Stored dataset items

---*---

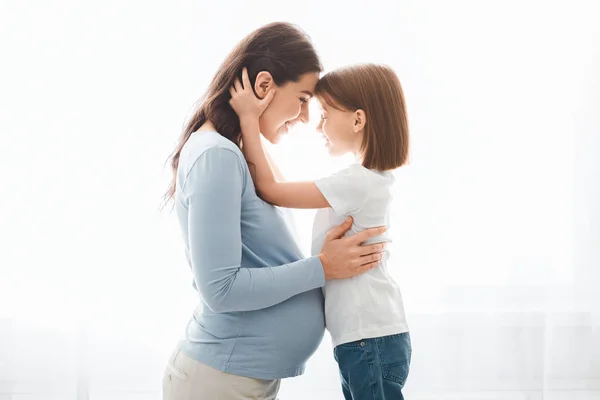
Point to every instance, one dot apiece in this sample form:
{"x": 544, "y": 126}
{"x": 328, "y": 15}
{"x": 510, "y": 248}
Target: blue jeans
{"x": 374, "y": 369}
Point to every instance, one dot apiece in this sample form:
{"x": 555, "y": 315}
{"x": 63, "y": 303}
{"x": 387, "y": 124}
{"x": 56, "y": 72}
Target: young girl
{"x": 363, "y": 112}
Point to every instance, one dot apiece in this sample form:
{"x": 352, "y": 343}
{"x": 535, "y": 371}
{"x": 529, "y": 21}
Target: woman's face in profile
{"x": 288, "y": 107}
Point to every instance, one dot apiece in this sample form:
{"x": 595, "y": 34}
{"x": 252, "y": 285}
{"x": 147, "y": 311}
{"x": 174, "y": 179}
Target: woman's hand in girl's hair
{"x": 244, "y": 102}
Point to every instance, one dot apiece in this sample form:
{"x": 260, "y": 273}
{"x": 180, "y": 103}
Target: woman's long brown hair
{"x": 280, "y": 48}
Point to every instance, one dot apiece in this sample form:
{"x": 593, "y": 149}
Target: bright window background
{"x": 495, "y": 222}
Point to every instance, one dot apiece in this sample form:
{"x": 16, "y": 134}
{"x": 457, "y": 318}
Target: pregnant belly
{"x": 292, "y": 329}
{"x": 284, "y": 335}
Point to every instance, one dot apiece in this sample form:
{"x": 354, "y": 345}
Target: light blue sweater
{"x": 261, "y": 308}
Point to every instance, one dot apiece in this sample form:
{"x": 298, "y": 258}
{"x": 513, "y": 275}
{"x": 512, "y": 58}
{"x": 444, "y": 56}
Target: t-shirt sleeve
{"x": 346, "y": 190}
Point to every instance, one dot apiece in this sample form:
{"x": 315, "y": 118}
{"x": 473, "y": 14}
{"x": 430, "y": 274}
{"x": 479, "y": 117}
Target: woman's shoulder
{"x": 200, "y": 143}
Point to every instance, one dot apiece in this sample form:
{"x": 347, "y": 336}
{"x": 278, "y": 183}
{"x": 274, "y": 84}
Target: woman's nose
{"x": 304, "y": 114}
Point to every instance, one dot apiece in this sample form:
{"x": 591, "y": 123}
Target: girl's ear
{"x": 360, "y": 119}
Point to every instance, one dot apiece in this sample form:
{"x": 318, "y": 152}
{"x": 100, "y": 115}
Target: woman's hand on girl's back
{"x": 345, "y": 257}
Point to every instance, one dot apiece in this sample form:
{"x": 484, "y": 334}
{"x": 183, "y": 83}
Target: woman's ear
{"x": 360, "y": 119}
{"x": 264, "y": 83}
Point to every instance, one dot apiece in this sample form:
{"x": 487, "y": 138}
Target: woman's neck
{"x": 207, "y": 127}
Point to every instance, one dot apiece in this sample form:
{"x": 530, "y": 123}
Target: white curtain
{"x": 496, "y": 221}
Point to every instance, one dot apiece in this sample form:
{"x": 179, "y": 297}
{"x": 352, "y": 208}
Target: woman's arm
{"x": 212, "y": 193}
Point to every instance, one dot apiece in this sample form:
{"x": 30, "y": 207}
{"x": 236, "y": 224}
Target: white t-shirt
{"x": 367, "y": 305}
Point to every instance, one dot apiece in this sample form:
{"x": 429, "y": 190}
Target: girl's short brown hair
{"x": 376, "y": 90}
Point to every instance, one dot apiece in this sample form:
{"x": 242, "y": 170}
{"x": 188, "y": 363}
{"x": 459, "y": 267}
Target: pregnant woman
{"x": 260, "y": 312}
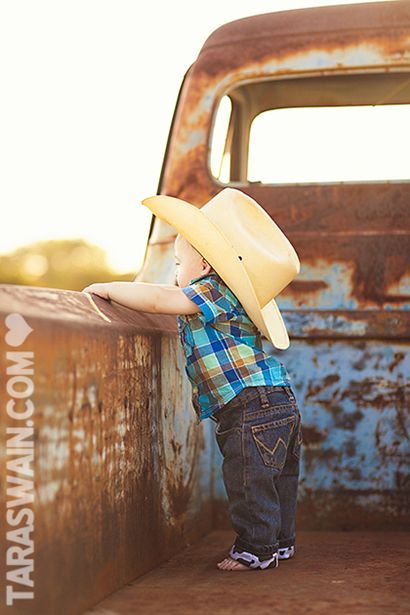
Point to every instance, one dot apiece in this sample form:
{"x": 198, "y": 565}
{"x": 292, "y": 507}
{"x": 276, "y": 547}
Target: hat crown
{"x": 264, "y": 251}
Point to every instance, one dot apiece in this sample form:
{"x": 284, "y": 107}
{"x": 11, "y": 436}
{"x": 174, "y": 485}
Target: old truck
{"x": 123, "y": 476}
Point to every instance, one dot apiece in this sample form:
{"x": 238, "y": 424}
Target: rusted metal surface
{"x": 120, "y": 481}
{"x": 348, "y": 310}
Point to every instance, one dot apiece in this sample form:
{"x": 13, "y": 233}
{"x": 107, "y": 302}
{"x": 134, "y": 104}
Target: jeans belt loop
{"x": 264, "y": 398}
{"x": 289, "y": 392}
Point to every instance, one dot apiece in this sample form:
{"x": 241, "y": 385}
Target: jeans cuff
{"x": 246, "y": 546}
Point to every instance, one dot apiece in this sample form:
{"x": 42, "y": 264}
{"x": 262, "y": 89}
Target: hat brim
{"x": 214, "y": 246}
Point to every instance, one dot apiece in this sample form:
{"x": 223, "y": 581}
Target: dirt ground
{"x": 332, "y": 572}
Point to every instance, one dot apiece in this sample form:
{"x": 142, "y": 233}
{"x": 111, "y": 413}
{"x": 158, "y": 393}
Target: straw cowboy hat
{"x": 244, "y": 246}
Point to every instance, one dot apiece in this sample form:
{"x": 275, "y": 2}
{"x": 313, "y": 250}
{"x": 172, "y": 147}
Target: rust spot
{"x": 312, "y": 436}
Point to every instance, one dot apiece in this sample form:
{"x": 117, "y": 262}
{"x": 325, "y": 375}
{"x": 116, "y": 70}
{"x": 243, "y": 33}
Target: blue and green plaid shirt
{"x": 223, "y": 347}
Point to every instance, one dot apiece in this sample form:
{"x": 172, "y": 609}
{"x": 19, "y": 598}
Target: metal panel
{"x": 348, "y": 310}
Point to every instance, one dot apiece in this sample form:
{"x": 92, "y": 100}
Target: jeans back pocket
{"x": 272, "y": 440}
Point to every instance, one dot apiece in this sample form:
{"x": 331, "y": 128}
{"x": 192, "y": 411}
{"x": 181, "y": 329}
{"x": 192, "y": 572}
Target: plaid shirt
{"x": 223, "y": 347}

---*---

◆ **What the exercise asks**:
The records above should be reproduced exactly, with no pictures included.

◆ **Result of the task**:
Point to every instance, one dot apiece in this sample form:
{"x": 544, "y": 126}
{"x": 328, "y": 15}
{"x": 510, "y": 248}
Target: blue jeans
{"x": 374, "y": 369}
Point to every instance, one dot apiece in this sample form:
{"x": 555, "y": 315}
{"x": 63, "y": 303}
{"x": 387, "y": 124}
{"x": 56, "y": 72}
Target: young girl
{"x": 363, "y": 112}
Point to every instance, one dot apiece in this sample form:
{"x": 352, "y": 343}
{"x": 535, "y": 371}
{"x": 529, "y": 21}
Target: woman's face in profile
{"x": 288, "y": 107}
Point to every instance, one dot apiece in this sample form:
{"x": 595, "y": 34}
{"x": 252, "y": 285}
{"x": 147, "y": 311}
{"x": 174, "y": 179}
Target: woman's hand in girl's hair
{"x": 244, "y": 102}
Point to every instance, one dot apiece in this sample form:
{"x": 260, "y": 273}
{"x": 180, "y": 103}
Target: woman's long brown hair
{"x": 280, "y": 48}
Point to every instance, one dot apiece in this sample form:
{"x": 593, "y": 149}
Target: bright window background
{"x": 495, "y": 222}
Point to every instance, one dot apiece in this sample form:
{"x": 16, "y": 134}
{"x": 457, "y": 318}
Target: pregnant belly
{"x": 292, "y": 329}
{"x": 284, "y": 335}
Point to every instance, one dot apiece in this sample form:
{"x": 354, "y": 345}
Target: light blue sweater
{"x": 261, "y": 308}
Point to every instance, one dot apiece in this sample form:
{"x": 298, "y": 258}
{"x": 513, "y": 275}
{"x": 512, "y": 58}
{"x": 444, "y": 56}
Target: t-shirt sleeve
{"x": 346, "y": 190}
Point to every instance, one dot apiece in this sample form:
{"x": 315, "y": 118}
{"x": 473, "y": 14}
{"x": 430, "y": 274}
{"x": 479, "y": 117}
Target: woman's shoulder
{"x": 200, "y": 143}
Point to every instance, one dot apiece in this sample form:
{"x": 347, "y": 336}
{"x": 278, "y": 183}
{"x": 274, "y": 84}
Target: woman's nose
{"x": 304, "y": 114}
Point to every instance, one dot apiece in this sample form:
{"x": 591, "y": 123}
Target: girl's ear
{"x": 360, "y": 119}
Point to every instance, one dot apiece in this sample form:
{"x": 318, "y": 152}
{"x": 100, "y": 115}
Target: woman's hand on girl's back
{"x": 345, "y": 257}
Point to every instance, one dot apiece in this sample form:
{"x": 484, "y": 334}
{"x": 183, "y": 83}
Target: woman's ear
{"x": 360, "y": 119}
{"x": 264, "y": 83}
Point to every instance, one dot apiece in this sample form:
{"x": 487, "y": 138}
Target: woman's neck
{"x": 207, "y": 127}
Point to every instance, one dot apiece in this sample form:
{"x": 530, "y": 123}
Target: white curtain
{"x": 496, "y": 221}
Point to every instance, one dot apiece in this sample form:
{"x": 179, "y": 297}
{"x": 352, "y": 208}
Target: woman's arm
{"x": 212, "y": 193}
Point to every instance, one dot apiece in this sample form:
{"x": 30, "y": 207}
{"x": 236, "y": 224}
Target: white t-shirt
{"x": 367, "y": 305}
Point to every instance, one dot apiece in this sample form:
{"x": 429, "y": 190}
Target: girl's short brown hair
{"x": 376, "y": 90}
Point to every instance, one dot apiece in this sample form:
{"x": 242, "y": 170}
{"x": 188, "y": 363}
{"x": 459, "y": 267}
Target: pregnant woman
{"x": 260, "y": 312}
Point to every instance, one dot apiece in this sample form:
{"x": 198, "y": 565}
{"x": 292, "y": 507}
{"x": 276, "y": 547}
Target: hat crown
{"x": 264, "y": 251}
Point to every instance, one dot apiece in this sample form:
{"x": 284, "y": 107}
{"x": 11, "y": 436}
{"x": 174, "y": 485}
Target: old truck
{"x": 123, "y": 476}
Point to every instance, one dot apiece in this sample form:
{"x": 238, "y": 424}
Target: rusted metal surface
{"x": 120, "y": 481}
{"x": 348, "y": 310}
Point to every instance, one dot apiece in this sample form:
{"x": 13, "y": 233}
{"x": 107, "y": 302}
{"x": 134, "y": 104}
Target: jeans belt loop
{"x": 264, "y": 398}
{"x": 289, "y": 392}
Point to every instance, one dot apiece in this sample form:
{"x": 241, "y": 385}
Target: jeans cuff
{"x": 246, "y": 546}
Point to every instance, one dot apiece in this sample form:
{"x": 42, "y": 264}
{"x": 262, "y": 89}
Target: hat brim
{"x": 214, "y": 246}
Point to every instance, one dot apiece in this sample form:
{"x": 223, "y": 581}
Target: dirt ground
{"x": 332, "y": 572}
Point to every instance, one dot apiece in this sample form:
{"x": 142, "y": 233}
{"x": 111, "y": 413}
{"x": 158, "y": 393}
Target: straw cowboy hat
{"x": 244, "y": 246}
Point to every instance, one dot apiece in this sample form:
{"x": 275, "y": 2}
{"x": 313, "y": 250}
{"x": 172, "y": 147}
Target: rust spot
{"x": 312, "y": 436}
Point to every instance, one dot apiece in this sample form:
{"x": 117, "y": 262}
{"x": 325, "y": 375}
{"x": 116, "y": 70}
{"x": 243, "y": 33}
Target: blue and green plaid shirt
{"x": 223, "y": 347}
Point to every instance, one dot apiece in this sample form:
{"x": 172, "y": 609}
{"x": 19, "y": 598}
Target: metal panel
{"x": 348, "y": 310}
Point to every instance, one dot apiece in this sample form:
{"x": 92, "y": 100}
Target: jeans back pocket
{"x": 272, "y": 440}
Point to every instance, one dot apiece in this sample form:
{"x": 331, "y": 128}
{"x": 192, "y": 411}
{"x": 181, "y": 329}
{"x": 192, "y": 572}
Target: plaid shirt
{"x": 223, "y": 347}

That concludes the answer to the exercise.